Recast the material, from the line containing "the street lamp." through the end of the material inclusive, as a JSON list of strings with one string per line and no blank lines.

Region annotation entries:
>> Start

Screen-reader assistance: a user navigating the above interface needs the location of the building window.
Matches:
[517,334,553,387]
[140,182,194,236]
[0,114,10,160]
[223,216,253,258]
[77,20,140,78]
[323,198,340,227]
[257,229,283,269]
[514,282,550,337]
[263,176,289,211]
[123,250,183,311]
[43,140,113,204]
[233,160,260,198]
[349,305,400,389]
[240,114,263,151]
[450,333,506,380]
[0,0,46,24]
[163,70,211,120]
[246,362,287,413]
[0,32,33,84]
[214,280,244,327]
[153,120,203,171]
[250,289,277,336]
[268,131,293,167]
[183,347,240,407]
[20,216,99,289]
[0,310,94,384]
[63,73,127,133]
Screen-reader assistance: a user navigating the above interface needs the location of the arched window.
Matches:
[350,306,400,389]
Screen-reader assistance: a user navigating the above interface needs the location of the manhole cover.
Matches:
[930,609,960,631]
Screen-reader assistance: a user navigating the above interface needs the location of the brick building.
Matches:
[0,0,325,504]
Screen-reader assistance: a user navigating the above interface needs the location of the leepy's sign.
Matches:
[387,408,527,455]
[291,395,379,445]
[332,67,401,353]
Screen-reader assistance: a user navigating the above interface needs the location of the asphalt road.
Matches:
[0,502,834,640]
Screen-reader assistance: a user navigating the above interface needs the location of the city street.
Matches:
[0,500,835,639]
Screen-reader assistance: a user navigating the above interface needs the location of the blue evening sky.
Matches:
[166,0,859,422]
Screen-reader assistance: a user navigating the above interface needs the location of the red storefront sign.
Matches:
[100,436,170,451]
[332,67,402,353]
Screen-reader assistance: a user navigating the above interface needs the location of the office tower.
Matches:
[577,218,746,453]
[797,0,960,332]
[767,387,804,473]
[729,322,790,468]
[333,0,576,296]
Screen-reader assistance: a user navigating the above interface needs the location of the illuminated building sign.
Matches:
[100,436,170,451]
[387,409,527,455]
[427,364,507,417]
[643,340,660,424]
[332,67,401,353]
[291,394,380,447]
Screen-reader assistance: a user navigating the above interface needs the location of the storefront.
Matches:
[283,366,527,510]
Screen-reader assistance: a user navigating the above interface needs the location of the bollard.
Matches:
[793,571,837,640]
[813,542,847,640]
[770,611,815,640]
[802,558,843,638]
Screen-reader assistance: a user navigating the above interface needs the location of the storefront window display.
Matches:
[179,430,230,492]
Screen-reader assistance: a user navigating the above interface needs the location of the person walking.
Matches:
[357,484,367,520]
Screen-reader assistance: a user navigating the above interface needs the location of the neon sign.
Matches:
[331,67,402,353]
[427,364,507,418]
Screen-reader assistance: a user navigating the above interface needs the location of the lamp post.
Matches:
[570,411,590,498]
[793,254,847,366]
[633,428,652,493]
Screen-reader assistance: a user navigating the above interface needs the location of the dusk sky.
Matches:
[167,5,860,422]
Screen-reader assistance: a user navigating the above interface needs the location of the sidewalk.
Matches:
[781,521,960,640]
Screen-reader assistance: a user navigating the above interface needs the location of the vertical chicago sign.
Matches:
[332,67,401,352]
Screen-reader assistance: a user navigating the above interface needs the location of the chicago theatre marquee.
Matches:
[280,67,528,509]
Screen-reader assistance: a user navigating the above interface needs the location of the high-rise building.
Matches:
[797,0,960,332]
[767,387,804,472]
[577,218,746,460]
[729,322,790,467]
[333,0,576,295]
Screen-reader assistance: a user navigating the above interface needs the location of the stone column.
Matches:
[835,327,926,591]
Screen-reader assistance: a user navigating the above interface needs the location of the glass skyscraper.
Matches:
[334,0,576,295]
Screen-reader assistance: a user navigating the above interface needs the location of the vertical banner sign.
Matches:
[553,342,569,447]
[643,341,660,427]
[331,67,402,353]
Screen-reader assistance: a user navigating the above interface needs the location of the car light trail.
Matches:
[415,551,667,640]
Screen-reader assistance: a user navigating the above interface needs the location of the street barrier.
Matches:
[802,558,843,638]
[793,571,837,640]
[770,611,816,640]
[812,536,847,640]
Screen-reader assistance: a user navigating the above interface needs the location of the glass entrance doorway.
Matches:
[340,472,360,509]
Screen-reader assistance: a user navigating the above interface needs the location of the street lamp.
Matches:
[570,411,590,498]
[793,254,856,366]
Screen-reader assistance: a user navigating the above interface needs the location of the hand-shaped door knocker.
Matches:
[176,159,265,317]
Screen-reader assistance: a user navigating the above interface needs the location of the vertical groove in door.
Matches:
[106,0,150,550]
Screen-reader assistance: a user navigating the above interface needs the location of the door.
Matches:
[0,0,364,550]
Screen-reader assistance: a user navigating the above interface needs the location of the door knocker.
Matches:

>> End

Output below -
[
  "Screen-reader assistance: a user navigating the above interface needs the location of the street lamp.",
  "Matches:",
  "[570,411,590,498]",
  "[793,254,856,366]",
  "Screen-reader assistance: a user navigating the above interface needs the location of the hand-shaped door knocker.",
  "Matches:",
  "[176,159,265,317]",
  "Screen-reader assistance: a user navigating the above interface needs the location of the vertical groove in door.",
  "Matches:",
  "[106,0,150,550]",
  "Screen-reader assistance: a user navigating the above interface needs the location of the door.",
  "Matches:",
  "[0,0,364,550]",
  "Screen-reader assistance: a user navigating the above interface needs the location of the door knocker.",
  "Matches:"
]